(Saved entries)
-=-=-
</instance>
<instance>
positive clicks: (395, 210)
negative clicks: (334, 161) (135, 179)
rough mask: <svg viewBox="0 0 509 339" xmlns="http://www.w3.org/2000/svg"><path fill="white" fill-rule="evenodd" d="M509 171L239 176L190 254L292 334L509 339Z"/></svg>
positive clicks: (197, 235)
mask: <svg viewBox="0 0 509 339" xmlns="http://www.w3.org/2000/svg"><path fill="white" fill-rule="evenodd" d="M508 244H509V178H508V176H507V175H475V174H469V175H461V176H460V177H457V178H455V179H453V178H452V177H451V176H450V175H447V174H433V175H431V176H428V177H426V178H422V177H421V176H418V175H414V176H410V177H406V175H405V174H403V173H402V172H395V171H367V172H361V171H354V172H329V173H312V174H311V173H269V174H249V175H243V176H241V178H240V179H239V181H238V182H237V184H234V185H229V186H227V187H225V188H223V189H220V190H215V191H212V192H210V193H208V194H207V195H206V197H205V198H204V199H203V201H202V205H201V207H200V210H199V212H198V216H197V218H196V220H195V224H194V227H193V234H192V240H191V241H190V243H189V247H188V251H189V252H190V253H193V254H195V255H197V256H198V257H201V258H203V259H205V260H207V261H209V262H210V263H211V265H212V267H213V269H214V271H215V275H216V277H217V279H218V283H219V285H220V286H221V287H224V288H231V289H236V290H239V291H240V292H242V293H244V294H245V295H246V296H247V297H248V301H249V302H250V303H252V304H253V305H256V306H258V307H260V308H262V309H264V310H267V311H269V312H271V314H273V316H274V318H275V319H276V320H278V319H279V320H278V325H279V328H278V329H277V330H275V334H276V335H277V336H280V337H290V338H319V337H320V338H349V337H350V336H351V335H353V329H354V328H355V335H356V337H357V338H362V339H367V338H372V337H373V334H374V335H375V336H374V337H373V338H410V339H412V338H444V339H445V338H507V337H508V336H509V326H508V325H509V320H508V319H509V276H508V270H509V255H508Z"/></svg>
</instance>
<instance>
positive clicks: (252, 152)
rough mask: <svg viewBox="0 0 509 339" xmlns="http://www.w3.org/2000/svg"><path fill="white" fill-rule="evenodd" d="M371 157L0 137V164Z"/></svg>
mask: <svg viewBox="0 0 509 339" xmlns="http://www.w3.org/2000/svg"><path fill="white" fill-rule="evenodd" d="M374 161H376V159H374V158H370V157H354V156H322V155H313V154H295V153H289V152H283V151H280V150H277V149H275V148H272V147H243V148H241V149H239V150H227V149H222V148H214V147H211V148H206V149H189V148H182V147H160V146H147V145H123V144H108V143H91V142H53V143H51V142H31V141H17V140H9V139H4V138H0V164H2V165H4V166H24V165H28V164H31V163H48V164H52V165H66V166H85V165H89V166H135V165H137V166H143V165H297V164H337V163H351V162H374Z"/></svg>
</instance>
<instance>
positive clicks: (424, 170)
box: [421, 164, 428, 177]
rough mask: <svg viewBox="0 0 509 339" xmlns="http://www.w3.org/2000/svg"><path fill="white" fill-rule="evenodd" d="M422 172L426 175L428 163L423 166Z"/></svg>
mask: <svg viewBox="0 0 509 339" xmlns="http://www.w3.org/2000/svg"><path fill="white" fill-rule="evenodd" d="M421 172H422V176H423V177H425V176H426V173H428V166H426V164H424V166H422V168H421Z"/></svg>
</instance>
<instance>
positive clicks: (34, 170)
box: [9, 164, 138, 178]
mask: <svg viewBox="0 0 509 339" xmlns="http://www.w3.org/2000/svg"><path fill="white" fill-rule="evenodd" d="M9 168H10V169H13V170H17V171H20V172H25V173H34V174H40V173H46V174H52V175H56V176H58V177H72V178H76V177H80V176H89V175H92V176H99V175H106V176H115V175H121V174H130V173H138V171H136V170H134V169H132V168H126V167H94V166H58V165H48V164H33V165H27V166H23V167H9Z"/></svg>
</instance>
-=-=-
# [Exercise description]
Could you retype all of the entries exactly, leaving none out?

# [Exercise answer]
</instance>
<instance>
positive clicks: (395, 210)
negative clicks: (334, 161) (135, 179)
rough mask: <svg viewBox="0 0 509 339" xmlns="http://www.w3.org/2000/svg"><path fill="white" fill-rule="evenodd" d="M509 171L239 176L190 254L292 334L509 339Z"/></svg>
positive clicks: (197, 235)
mask: <svg viewBox="0 0 509 339" xmlns="http://www.w3.org/2000/svg"><path fill="white" fill-rule="evenodd" d="M508 244H509V178H508V176H507V175H475V174H469V175H461V176H460V177H457V178H455V179H453V178H452V177H451V176H450V175H447V174H433V175H431V176H428V177H426V178H422V177H421V176H418V175H414V176H410V177H406V175H405V174H403V173H402V172H395V171H367V172H361V171H354V172H329V173H312V174H311V173H269V174H249V175H243V176H241V178H240V179H239V181H238V182H237V184H234V185H229V186H227V187H225V188H223V189H220V190H215V191H212V192H210V193H208V194H207V195H206V197H205V198H204V199H203V201H202V205H201V207H200V210H199V212H198V216H197V218H196V220H195V224H194V227H193V234H192V240H191V241H190V243H189V247H188V251H189V252H190V253H193V254H195V255H197V256H198V257H201V258H203V259H205V260H207V261H209V262H210V263H211V265H212V267H213V269H214V271H215V275H216V277H217V279H218V283H219V285H220V286H221V287H224V288H231V289H236V290H239V291H240V292H242V293H244V294H245V295H246V296H247V297H248V301H249V302H250V303H252V304H253V305H256V306H258V307H260V308H262V309H264V310H267V311H269V312H271V314H273V316H274V318H275V319H276V320H278V319H279V320H278V325H279V328H278V329H277V330H275V334H276V335H277V336H280V337H290V338H319V337H320V338H349V337H350V336H351V335H353V329H354V328H355V335H356V337H357V338H362V339H367V338H372V337H373V334H374V335H375V336H374V337H373V338H410V339H412V338H444V339H445V338H507V337H508V336H509V326H508V325H509V320H508V319H509V276H508V270H509V255H508Z"/></svg>
</instance>
<instance>
positive clicks: (252, 152)
rough mask: <svg viewBox="0 0 509 339" xmlns="http://www.w3.org/2000/svg"><path fill="white" fill-rule="evenodd" d="M371 157L0 137V164Z"/></svg>
mask: <svg viewBox="0 0 509 339" xmlns="http://www.w3.org/2000/svg"><path fill="white" fill-rule="evenodd" d="M374 161H376V159H374V158H370V157H354V156H322V155H313V154H295V153H289V152H283V151H280V150H277V149H275V148H272V147H243V148H241V149H239V150H227V149H222V148H214V147H211V148H206V149H189V148H182V147H160V146H147V145H123V144H108V143H91V142H53V143H51V142H31V141H17V140H9V139H4V138H0V164H2V165H4V166H24V165H28V164H31V163H48V164H52V165H66V166H85V165H89V166H135V165H137V166H143V165H297V164H337V163H351V162H374Z"/></svg>
</instance>
<instance>
positive clicks: (424, 170)
box: [421, 164, 428, 177]
rough mask: <svg viewBox="0 0 509 339" xmlns="http://www.w3.org/2000/svg"><path fill="white" fill-rule="evenodd" d="M422 172L426 175L428 163L423 166Z"/></svg>
mask: <svg viewBox="0 0 509 339" xmlns="http://www.w3.org/2000/svg"><path fill="white" fill-rule="evenodd" d="M421 172H422V176H423V177H425V176H426V173H428V166H426V164H424V166H422V168H421Z"/></svg>
</instance>
<instance>
positive clicks: (34, 170)
box: [9, 164, 138, 178]
mask: <svg viewBox="0 0 509 339" xmlns="http://www.w3.org/2000/svg"><path fill="white" fill-rule="evenodd" d="M9 168H10V169H13V170H17V171H20V172H25V173H34V174H40V173H46V174H52V175H56V176H58V177H72V178H76V177H80V176H89V175H92V176H99V175H106V176H115V175H121V174H130V173H138V171H136V170H134V169H132V168H126V167H94V166H58V165H48V164H33V165H27V166H23V167H9Z"/></svg>
</instance>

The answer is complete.